**ARTICLE**
Saturday 6 June 2015

Senator Penny Wong: BUDGET, HOUSING, MARRIAGE EQUALITY


SENATOR THE HON PENNY WONG

LABOR SENATOR FOR SOUTH AUSTRALIA

TRANSCRIPT



3 June 2015

ABC RADIO NATIONAL DRIVE WITH PATRICIA KARVELAS



E&OE - PROOF ONLY

PATRICIA KARVELAS: Australia’s most senior openly gay Parliamentary Leader Senator Penny Wong watched in the House and we welcome her on the program now. Welcome to drive.
SENATOR PENNY WONG, LEADER OF THE OPPOSITION IN THE SENATE: G’Day Patricia good to be with you.
KARVELAS: It’s the eleventh time politicians have tried to pass a marriage equality bill through Parliament. What chance do you give this one, given you don’t even have bipartisan approach from the Government?
WONG: What I’d say is this, things will only change if we make them change and that means people listening to your program who support marriage equality, we need you to campaign to get your local MP and your Senators to support this. We need pressure on the Government, pressure on MP from the Government side and Senators to bring on, do what the Prime Minister said he would do, which is once a Bill is before Parliament that it will go to the party room in the usual way.
Tony Abbott could break his duck and do what he said he was going to do and he said very clearly on a number of occasions, including since being elected, that this would go to the party room when they’ve got a bill. Well they’ve got a bill, time for the party room to consider it and to get a free vote.
KARVELAS: But clearly you can see that Bill Shorten’s bill is dead?
WONG: This bill, in terms of whether there is a fuller debate, whether there is a vote and ultimately whether it succeeds is first in the hands of the Government, that’s true. What I would say to all of those Members and Senators from the Liberal party is step up. I understand you’ve got opposition in your party room; I understand you’ve got opposition from the Prime Minister’s office, but Australians are looking to you to step up on this issue. People want this debated and they want this change to happen.

**ENTRIES**
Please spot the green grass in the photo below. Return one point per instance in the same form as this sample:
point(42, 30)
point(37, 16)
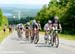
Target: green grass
point(3, 35)
point(64, 36)
point(67, 37)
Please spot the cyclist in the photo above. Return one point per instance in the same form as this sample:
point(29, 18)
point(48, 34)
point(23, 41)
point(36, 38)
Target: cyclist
point(56, 24)
point(20, 28)
point(34, 25)
point(28, 30)
point(48, 29)
point(39, 28)
point(10, 28)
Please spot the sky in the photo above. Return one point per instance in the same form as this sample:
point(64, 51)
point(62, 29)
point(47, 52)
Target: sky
point(25, 2)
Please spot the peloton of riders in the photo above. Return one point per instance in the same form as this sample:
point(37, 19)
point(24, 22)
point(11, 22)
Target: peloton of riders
point(35, 27)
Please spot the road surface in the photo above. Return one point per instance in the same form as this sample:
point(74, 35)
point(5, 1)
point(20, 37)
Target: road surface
point(13, 45)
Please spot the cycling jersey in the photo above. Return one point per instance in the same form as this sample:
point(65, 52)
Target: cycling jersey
point(47, 26)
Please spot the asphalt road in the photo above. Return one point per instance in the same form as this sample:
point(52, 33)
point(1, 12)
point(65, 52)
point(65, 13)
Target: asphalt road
point(13, 45)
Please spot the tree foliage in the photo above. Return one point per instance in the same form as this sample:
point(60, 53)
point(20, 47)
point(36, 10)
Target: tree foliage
point(3, 19)
point(64, 9)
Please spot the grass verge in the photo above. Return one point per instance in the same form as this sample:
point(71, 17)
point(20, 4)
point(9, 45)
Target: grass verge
point(3, 35)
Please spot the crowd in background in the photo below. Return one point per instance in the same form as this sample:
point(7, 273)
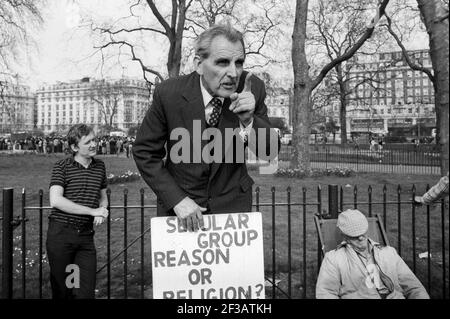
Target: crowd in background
point(107, 145)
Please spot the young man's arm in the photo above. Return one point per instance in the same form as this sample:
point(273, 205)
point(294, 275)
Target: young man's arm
point(57, 200)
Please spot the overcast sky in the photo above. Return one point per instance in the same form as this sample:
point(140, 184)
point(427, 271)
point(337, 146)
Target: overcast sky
point(63, 48)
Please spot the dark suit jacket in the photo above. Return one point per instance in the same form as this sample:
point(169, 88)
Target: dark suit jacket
point(221, 187)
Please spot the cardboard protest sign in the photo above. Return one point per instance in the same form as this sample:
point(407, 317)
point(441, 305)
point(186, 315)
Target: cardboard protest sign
point(225, 260)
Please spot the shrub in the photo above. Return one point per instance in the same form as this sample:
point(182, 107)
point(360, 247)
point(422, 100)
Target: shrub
point(300, 173)
point(128, 176)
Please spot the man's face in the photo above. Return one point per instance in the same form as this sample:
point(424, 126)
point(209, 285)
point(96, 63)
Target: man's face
point(359, 243)
point(223, 67)
point(87, 146)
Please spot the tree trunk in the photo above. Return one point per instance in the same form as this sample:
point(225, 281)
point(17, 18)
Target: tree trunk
point(302, 90)
point(343, 104)
point(433, 14)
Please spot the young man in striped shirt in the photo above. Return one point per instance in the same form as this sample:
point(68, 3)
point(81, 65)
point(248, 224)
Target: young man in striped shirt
point(78, 200)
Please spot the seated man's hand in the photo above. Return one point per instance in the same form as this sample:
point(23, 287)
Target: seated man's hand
point(418, 200)
point(189, 214)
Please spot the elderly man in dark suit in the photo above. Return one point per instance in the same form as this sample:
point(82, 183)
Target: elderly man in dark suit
point(220, 96)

**CHALLENGE A**
Please repeat the part of the transcript between "E&OE - PROOF" and "Welcome to drive.", inclusive.
**CHALLENGE B**
Format the lines of the rows between the lines holding "Please spot the tree trunk" and "point(433, 14)", inclusive, as a JSON list of strings with one string per line and no blank lines.

**EXPECTED ANSWER A**
E&OE - PROOF ONLY

PATRICIA KARVELAS: Australia’s most senior openly gay Parliamentary Leader Senator Penny Wong watched in the House and we welcome her on the program now. Welcome to drive.

**EXPECTED ANSWER B**
[
  "Please spot the tree trunk in the photo above. Return one point per instance in the same form as this sample:",
  "point(225, 281)",
  "point(17, 18)",
  "Target: tree trunk",
  "point(302, 90)",
  "point(343, 104)",
  "point(433, 14)"
]